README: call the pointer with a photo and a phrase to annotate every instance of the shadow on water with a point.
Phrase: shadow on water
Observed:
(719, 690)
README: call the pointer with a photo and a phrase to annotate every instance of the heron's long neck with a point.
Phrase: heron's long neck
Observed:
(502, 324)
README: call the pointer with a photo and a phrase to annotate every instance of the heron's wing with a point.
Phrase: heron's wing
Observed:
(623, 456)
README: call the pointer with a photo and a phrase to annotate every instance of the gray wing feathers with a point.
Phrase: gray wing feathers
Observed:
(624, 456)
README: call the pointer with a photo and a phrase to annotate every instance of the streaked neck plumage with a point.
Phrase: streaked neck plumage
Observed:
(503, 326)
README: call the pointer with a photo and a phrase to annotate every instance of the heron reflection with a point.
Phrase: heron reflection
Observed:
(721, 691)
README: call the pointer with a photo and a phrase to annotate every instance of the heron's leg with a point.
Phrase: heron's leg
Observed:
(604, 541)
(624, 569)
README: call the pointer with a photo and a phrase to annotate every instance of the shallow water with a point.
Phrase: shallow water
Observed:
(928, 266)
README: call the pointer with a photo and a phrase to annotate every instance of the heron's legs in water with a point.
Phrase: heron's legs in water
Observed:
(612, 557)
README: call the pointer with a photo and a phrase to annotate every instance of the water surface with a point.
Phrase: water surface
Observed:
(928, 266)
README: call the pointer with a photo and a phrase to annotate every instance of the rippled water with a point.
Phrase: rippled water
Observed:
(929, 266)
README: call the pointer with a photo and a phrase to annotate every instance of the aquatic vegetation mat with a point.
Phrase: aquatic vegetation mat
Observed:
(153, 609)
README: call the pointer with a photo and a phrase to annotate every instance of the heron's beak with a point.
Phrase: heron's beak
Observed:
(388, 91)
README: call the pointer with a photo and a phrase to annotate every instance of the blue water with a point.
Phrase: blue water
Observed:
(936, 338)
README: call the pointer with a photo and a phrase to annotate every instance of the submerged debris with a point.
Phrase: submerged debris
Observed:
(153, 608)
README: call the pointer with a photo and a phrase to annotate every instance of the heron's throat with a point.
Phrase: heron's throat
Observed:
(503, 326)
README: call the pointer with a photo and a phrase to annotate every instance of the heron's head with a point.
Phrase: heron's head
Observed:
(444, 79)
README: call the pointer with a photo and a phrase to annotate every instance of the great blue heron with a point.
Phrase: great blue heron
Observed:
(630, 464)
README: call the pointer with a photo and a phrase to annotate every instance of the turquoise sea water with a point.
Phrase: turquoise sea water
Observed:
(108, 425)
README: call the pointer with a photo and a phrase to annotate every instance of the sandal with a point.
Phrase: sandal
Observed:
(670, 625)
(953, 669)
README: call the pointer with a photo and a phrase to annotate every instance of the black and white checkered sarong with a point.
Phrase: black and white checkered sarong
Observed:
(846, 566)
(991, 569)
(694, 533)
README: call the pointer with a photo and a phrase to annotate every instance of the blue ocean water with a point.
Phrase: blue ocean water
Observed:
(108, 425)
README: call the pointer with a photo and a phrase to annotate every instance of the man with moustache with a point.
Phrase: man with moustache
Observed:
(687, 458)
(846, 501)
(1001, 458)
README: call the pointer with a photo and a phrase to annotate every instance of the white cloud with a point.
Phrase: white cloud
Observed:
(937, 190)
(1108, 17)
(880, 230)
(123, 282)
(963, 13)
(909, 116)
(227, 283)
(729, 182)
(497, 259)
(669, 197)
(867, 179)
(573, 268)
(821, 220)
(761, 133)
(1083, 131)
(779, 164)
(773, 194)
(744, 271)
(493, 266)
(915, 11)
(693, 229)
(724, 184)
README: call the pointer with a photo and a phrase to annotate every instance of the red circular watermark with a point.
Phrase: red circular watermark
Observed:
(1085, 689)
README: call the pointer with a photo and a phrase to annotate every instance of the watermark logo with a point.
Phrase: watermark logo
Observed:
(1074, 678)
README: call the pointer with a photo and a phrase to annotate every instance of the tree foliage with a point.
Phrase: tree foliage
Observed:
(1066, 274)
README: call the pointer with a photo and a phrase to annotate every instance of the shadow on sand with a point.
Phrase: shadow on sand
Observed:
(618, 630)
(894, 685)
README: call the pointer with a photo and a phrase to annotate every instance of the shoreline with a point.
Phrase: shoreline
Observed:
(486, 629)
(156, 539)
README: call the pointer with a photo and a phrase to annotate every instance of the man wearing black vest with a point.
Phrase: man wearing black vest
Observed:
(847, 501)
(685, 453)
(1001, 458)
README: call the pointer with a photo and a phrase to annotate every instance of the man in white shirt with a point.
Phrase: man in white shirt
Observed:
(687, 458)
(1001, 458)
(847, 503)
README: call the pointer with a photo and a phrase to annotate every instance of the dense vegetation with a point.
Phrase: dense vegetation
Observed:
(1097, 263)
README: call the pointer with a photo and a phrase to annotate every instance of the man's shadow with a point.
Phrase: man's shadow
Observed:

━━━

## [What is needed]
Each of the records should be retyped exactly.

## [Expected output]
README: call the pointer with a photo and a phrase to annotate every instance of the shadow on water with a point.
Phrase: shadow on water
Observed:
(719, 690)
README: call the pointer with a photo and a phrase to annotate every instance of the heron's long neck with a point.
Phrase: heron's long neck
Observed:
(502, 324)
README: call the pointer with a photo and a phrase to annotate every instance of the heron's wing with a point.
Phrase: heron's wing
Observed:
(623, 456)
README: call the pointer with a photo and a phrase to annotate every instance of the gray wing feathers with a point.
Phrase: gray wing feathers
Observed:
(624, 456)
README: call the pointer with a photo and a phrase to annotate every instance of the streaked neck plumage with a point.
Phrase: streaked neck plumage
Observed:
(503, 326)
README: call the pointer with a photo and a phrase to annotate every instance of the heron reflection with a point.
Phrase: heron reflection
Observed:
(721, 691)
README: call the pointer with a photo and a phrase to annotate every instance of the heron's leg with a point.
Phrase: heron's leg
Observed:
(604, 541)
(624, 569)
README: call the pointer with a photo and a phrase to annotate every instance of the shallow water with a point.
Phrase: shallow water
Observed:
(928, 266)
README: call the pointer with a photo and a phrase to annotate every instance of the heron's legs in water with a point.
Phrase: heron's legs in water
Observed:
(612, 557)
README: call the pointer with a photo and a phrase to annotate every instance of the water surface with a point.
Phrase: water surface
Observed:
(928, 266)
README: call the pointer with a photo and a phrase to annotate every instance of the rippled water with a point.
Phrase: rippled water
Observed:
(929, 266)
README: call the pointer with a photo and a phrase to annotate every instance of the aquatic vegetation mat with a point.
Phrase: aquatic vegetation mat
Observed:
(153, 609)
README: call the pointer with a photo and a phrase to annotate every instance of the heron's beak with a point.
Phrase: heron's beak
Observed:
(388, 91)
README: call the pointer with a photo and a phrase to annotate every instance of the blue water with a point.
Phrase: blue water
Observed:
(936, 338)
README: call the pointer with a photo and a phrase to annotate every instance of the submerged debris with a point.
Phrase: submerged debris
Observed:
(153, 608)
README: call the pointer with a photo and a phrase to annotate every instance of the heron's throat with a point.
Phrase: heron's throat
Observed:
(503, 326)
README: call the pointer with a photo and a phrase to annotate every instance of the heron's head with a point.
Phrase: heron's head
Observed:
(444, 79)
README: call the pointer with a photo and a phrase to annotate every instance of the great blue heron with a point.
Phrase: great blue heron
Observed:
(630, 464)
README: call the pointer with a photo and a phrase to annotate every instance of the turquoise sea water with a point.
Phrase: turquoise sea water
Observed:
(108, 425)
README: call the pointer with a photo and a phrase to annotate every instance of the sandal with a point.
Phrase: sandal
Observed:
(670, 625)
(953, 669)
README: call the pointer with a photo and a phrase to annotate every instance of the black and white checkered sarong with a point.
Phrase: black and white checkered sarong
Observed:
(846, 566)
(991, 569)
(694, 533)
README: call the pointer with a photo and a phrase to annotate every instance of the blue ocean water with a point.
Phrase: blue ocean water
Observed:
(108, 425)
README: call the pointer with a photo and a phrase to annotate every instance of the man with moustache with a point.
Phrase: man with moustache
Observed:
(687, 458)
(846, 501)
(1001, 458)
README: call the pointer with a photo and a phrase to annotate every instance of the white cloud with a point.
Phrase: white cloud
Observed:
(937, 190)
(1108, 17)
(880, 230)
(123, 282)
(963, 13)
(909, 116)
(227, 283)
(729, 182)
(497, 259)
(669, 197)
(867, 179)
(573, 268)
(821, 220)
(761, 133)
(1083, 131)
(779, 164)
(773, 194)
(744, 271)
(493, 266)
(915, 11)
(693, 229)
(724, 184)
README: call the pointer with a photo and a phrase to annotate every instance of the red circular watermark with a point.
Phrase: red circular watermark
Observed:
(1085, 689)
README: call the pointer with a photo and a phrase to annotate every instance of the watermark logo with a point.
Phrase: watermark logo
Observed:
(1074, 678)
README: call the pointer with a photo and a phrase to annotate every instance of the tree foliage with a point.
Phrase: tree foliage
Observed:
(1066, 274)
README: call the pointer with a photo and a phrase to annotate every instance of the shadow on sand with a point.
Phrase: shadow on sand
Observed:
(618, 630)
(894, 685)
README: call the pointer with a photo and a phrase to annotate every instance of the shoreline with a point.
Phrase: shoreline
Observed:
(486, 629)
(156, 539)
README: call the pointer with a photo and a phrase to annotate every instance of the man wearing black vest with a point.
Phrase: man wearing black vest
Observed:
(847, 501)
(685, 453)
(1001, 458)
README: call the pointer with a photo and a phrase to annotate every instance of the man in white shirt with a point.
Phrase: man in white shirt
Observed:
(687, 458)
(1001, 458)
(847, 503)
README: call the pointer with a photo and a phrase to annotate every instance of the dense vegetation with a point.
Phrase: dense vegetation
Observed:
(1097, 263)
README: call the pointer with a photo and a phrase to annotate every instance of the man's shadow with a point.
Phrase: man's shadow
Observed:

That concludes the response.